**Directions for this task**
Return the entries in their entirety, precisely as given.
**** Given data
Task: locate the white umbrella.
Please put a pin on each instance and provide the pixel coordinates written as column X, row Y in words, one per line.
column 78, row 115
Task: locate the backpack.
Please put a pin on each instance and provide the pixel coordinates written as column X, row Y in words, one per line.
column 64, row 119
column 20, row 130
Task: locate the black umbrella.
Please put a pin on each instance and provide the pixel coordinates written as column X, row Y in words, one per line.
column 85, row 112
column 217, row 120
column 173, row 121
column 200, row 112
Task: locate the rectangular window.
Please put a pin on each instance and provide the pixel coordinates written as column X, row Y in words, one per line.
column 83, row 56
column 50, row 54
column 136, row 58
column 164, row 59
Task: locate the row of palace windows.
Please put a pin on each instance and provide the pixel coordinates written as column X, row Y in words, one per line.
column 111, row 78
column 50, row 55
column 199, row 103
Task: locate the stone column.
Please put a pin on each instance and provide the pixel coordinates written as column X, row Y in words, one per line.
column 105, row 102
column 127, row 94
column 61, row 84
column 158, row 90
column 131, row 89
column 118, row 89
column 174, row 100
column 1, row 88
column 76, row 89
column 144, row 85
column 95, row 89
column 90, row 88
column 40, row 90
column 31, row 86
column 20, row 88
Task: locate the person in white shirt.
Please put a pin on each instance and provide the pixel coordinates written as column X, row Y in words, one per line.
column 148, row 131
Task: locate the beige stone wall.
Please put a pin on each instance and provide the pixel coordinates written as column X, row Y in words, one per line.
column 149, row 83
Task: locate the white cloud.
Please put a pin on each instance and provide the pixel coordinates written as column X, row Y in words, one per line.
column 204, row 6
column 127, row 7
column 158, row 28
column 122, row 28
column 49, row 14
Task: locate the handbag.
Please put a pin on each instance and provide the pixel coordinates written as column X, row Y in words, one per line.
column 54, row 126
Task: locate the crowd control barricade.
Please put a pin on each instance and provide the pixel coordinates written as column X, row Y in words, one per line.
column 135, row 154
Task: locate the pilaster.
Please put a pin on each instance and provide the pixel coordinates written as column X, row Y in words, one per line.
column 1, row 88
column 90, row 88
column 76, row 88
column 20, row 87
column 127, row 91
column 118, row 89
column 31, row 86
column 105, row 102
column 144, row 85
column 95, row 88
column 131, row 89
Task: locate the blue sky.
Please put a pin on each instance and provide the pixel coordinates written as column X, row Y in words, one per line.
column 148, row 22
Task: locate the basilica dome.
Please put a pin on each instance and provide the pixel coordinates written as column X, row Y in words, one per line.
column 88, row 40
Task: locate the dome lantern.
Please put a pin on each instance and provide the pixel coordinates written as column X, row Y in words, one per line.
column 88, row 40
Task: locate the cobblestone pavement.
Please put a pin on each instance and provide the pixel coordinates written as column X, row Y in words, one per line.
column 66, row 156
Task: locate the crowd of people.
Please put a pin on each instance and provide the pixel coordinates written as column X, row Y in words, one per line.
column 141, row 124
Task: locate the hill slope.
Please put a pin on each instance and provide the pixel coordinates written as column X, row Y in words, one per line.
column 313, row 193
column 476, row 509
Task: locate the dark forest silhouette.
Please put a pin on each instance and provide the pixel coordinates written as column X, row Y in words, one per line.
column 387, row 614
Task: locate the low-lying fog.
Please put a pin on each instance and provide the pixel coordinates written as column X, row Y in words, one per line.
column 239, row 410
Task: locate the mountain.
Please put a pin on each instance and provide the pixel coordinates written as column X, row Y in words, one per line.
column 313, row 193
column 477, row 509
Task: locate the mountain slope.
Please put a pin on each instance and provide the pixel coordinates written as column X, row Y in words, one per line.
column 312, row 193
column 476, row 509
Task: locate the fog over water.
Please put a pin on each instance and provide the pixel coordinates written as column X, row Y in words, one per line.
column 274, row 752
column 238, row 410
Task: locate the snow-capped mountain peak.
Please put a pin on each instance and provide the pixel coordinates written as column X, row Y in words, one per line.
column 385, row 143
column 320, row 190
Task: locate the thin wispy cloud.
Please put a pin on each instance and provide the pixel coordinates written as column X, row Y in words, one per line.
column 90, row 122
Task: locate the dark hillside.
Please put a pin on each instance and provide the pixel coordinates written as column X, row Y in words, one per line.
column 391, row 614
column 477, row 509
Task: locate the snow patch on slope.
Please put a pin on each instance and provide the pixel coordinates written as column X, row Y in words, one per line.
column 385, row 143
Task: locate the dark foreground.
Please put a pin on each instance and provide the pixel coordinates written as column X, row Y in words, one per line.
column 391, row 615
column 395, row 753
********
**Solved problem**
Task: locate the white umbrella.
Please put a pin on each instance and provide the pixel coordinates written as column X, row Y in words, one per line.
column 78, row 115
Task: locate the backpack.
Please put a pin on each instance and provide the pixel coordinates written as column X, row Y in words, one per line.
column 64, row 119
column 20, row 130
Task: locate the black umbrella.
Please put a pin on each instance and provide the pixel coordinates written as column X, row Y in words, one per line.
column 85, row 112
column 217, row 120
column 173, row 121
column 200, row 112
Task: locate the rectangular window.
Please put a pin on each instance and provide the pixel coordinates written as column X, row Y in words, one per line.
column 83, row 56
column 50, row 54
column 136, row 58
column 164, row 59
Task: locate the row of palace windows.
Please put a pin on each instance and provide the pixel coordinates written as column X, row Y in words, one per line.
column 111, row 78
column 50, row 55
column 199, row 103
Task: locate the stone column.
Please put a pin on each instance and provide the pixel coordinates written as column X, row Y in words, one per line.
column 105, row 102
column 127, row 94
column 61, row 84
column 158, row 90
column 131, row 89
column 118, row 89
column 174, row 100
column 1, row 88
column 76, row 89
column 144, row 85
column 95, row 89
column 90, row 88
column 40, row 90
column 31, row 86
column 20, row 88
Task: locate the person in white shirt.
Please put a pin on each instance and provide the pixel coordinates written as column X, row Y in words, one per line.
column 148, row 131
Task: locate the beige stone wall.
Please put a pin on each instance and provide the pixel coordinates written as column X, row Y in words, one per line.
column 149, row 83
Task: locate the white cloud.
Please put a pin on each instance and provide the pixel coordinates written as column X, row Y in words, one per line.
column 204, row 6
column 127, row 7
column 158, row 28
column 122, row 28
column 49, row 14
Task: locate the handbag.
Please put a pin on each instance and provide the pixel coordinates written as column X, row Y in words, one per line.
column 54, row 126
Task: locate the crowd control barricade.
Please put a pin on each instance and provide the pixel coordinates written as column X, row Y in words, one per line.
column 135, row 154
Task: locate the pilaster.
Please put a pin on each instance and provide the pixel coordinates written as column X, row Y in words, one per line.
column 1, row 88
column 90, row 88
column 76, row 88
column 20, row 87
column 127, row 91
column 118, row 89
column 31, row 86
column 105, row 102
column 144, row 85
column 95, row 88
column 131, row 89
Task: locate the blue sky.
Please put a pin on each instance and provide the pixel coordinates written as column X, row Y in words, one per line.
column 148, row 22
Task: locate the basilica dome.
Please put a pin on each instance and provide the pixel coordinates written as column X, row Y in words, one per line.
column 88, row 40
Task: locate the dome lantern.
Please put a pin on each instance and provide the pixel coordinates written as column X, row Y in words, one per line.
column 88, row 40
Task: locate the cobblestone pavement.
Please put a pin on each instance and provide the pixel coordinates written as column X, row Y in words, one per line.
column 66, row 156
Task: locate the crowd of people.
Please put a pin on each instance and provide the pixel coordinates written as column X, row Y in words, one per line.
column 141, row 124
Task: locate the hill slope.
Please put a pin on each instance and provide the pixel coordinates written as column X, row Y in words, one per line.
column 313, row 193
column 476, row 509
Task: locate the dark forest silhouette.
Please put a pin on each instance and provide the pixel coordinates written as column X, row Y in words, one per line.
column 387, row 614
Task: locate the low-lying fog.
Please put a pin on each instance and provide the pixel coordinates written as column X, row Y in words, one per line.
column 239, row 410
Task: locate the mountain.
Please put a pin on each instance and provide the pixel coordinates written as column X, row Y in words, one per line.
column 313, row 193
column 477, row 509
Task: locate the mountain slope.
Please put a pin on each instance and provide the pixel coordinates written as column X, row Y in words, one per line.
column 312, row 193
column 476, row 509
Task: locate the fog over water.
Please put a pin on each instance and provide the pixel coordinates written as column X, row Y in words, one per line.
column 274, row 752
column 238, row 410
Task: locate the snow-capped mountain peak.
Please put a pin on each instance and provide the pixel coordinates written as column X, row Y in words, one per line.
column 385, row 143
column 320, row 190
Task: locate the thin wispy cloud.
Please put a pin on each instance and provide the pixel coordinates written as column X, row Y in words, one per line.
column 90, row 122
Task: locate the dark hillside.
Please put a pin on each instance and provide the pixel coordinates written as column X, row Y in words, one per line.
column 391, row 614
column 477, row 509
Task: locate the snow patch on slope.
Please put a pin on each instance and provide the pixel coordinates written as column X, row Y in words, one per line.
column 385, row 143
Task: locate the dark foreground.
Please put a pin on each instance and provide the pixel coordinates written as column X, row Y in words, one per line.
column 391, row 615
column 395, row 753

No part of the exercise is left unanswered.